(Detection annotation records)
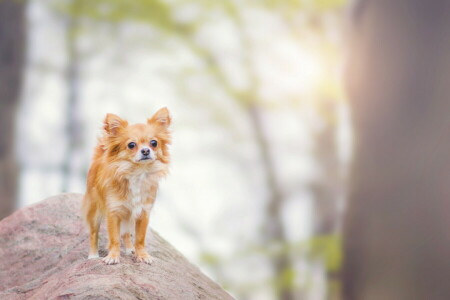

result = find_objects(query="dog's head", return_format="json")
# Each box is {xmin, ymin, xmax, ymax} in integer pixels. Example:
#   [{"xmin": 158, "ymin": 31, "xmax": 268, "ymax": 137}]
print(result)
[{"xmin": 103, "ymin": 107, "xmax": 172, "ymax": 164}]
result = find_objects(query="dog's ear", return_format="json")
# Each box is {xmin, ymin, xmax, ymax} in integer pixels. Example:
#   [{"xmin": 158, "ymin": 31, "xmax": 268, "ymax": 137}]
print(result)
[
  {"xmin": 147, "ymin": 107, "xmax": 172, "ymax": 129},
  {"xmin": 103, "ymin": 114, "xmax": 128, "ymax": 135}
]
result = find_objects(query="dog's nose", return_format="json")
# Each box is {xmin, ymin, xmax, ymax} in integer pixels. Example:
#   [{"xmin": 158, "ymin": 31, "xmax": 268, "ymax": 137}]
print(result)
[{"xmin": 141, "ymin": 148, "xmax": 150, "ymax": 156}]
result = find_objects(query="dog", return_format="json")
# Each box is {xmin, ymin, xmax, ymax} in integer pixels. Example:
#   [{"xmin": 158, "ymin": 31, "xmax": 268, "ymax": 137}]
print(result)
[{"xmin": 82, "ymin": 107, "xmax": 172, "ymax": 264}]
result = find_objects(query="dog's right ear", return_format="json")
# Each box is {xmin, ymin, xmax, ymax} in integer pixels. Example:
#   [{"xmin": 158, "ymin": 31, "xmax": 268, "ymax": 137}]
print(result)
[{"xmin": 103, "ymin": 114, "xmax": 128, "ymax": 135}]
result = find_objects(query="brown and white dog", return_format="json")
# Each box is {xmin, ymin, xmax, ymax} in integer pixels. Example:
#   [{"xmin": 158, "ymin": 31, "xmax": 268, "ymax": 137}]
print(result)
[{"xmin": 82, "ymin": 108, "xmax": 171, "ymax": 264}]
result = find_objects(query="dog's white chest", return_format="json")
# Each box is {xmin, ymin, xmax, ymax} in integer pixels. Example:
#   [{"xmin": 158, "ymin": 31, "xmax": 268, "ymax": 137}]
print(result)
[{"xmin": 128, "ymin": 173, "xmax": 152, "ymax": 218}]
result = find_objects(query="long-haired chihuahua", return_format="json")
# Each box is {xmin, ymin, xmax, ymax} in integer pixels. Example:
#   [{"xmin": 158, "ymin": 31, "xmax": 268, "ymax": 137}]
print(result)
[{"xmin": 82, "ymin": 108, "xmax": 171, "ymax": 264}]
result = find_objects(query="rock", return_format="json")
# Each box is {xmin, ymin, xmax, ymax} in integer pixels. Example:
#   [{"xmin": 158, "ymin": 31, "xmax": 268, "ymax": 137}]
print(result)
[{"xmin": 0, "ymin": 194, "xmax": 233, "ymax": 299}]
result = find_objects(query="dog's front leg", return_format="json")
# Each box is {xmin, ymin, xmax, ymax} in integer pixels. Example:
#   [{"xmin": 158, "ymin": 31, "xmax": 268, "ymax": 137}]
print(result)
[
  {"xmin": 134, "ymin": 210, "xmax": 153, "ymax": 264},
  {"xmin": 103, "ymin": 213, "xmax": 120, "ymax": 265}
]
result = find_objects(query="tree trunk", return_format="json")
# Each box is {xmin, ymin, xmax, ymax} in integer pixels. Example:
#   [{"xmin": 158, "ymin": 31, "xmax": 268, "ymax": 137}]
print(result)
[
  {"xmin": 343, "ymin": 0, "xmax": 450, "ymax": 300},
  {"xmin": 312, "ymin": 99, "xmax": 343, "ymax": 299},
  {"xmin": 0, "ymin": 0, "xmax": 26, "ymax": 219},
  {"xmin": 247, "ymin": 104, "xmax": 295, "ymax": 300},
  {"xmin": 61, "ymin": 0, "xmax": 83, "ymax": 192}
]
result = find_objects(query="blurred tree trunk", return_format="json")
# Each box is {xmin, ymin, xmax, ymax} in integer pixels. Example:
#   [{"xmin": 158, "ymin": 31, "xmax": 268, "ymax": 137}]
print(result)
[
  {"xmin": 343, "ymin": 0, "xmax": 450, "ymax": 300},
  {"xmin": 247, "ymin": 102, "xmax": 295, "ymax": 300},
  {"xmin": 312, "ymin": 99, "xmax": 343, "ymax": 299},
  {"xmin": 61, "ymin": 0, "xmax": 83, "ymax": 192},
  {"xmin": 0, "ymin": 0, "xmax": 26, "ymax": 219}
]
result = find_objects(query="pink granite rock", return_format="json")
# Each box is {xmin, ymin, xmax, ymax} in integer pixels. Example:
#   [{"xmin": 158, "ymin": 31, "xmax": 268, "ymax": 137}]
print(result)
[{"xmin": 0, "ymin": 194, "xmax": 232, "ymax": 299}]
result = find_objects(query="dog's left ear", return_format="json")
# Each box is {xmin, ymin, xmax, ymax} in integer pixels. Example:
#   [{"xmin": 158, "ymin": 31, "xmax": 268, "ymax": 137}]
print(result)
[{"xmin": 147, "ymin": 107, "xmax": 172, "ymax": 129}]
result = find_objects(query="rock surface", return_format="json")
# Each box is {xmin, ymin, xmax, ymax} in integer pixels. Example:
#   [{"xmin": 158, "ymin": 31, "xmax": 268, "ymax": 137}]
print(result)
[{"xmin": 0, "ymin": 194, "xmax": 233, "ymax": 299}]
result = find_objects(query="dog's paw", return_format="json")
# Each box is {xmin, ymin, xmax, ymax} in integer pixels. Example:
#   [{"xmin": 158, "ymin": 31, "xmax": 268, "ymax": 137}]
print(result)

◆ What the task asks:
Count the lines of the material above that contain the string "tree" with matching case, and reply with only that number.

◆ Full solution:
2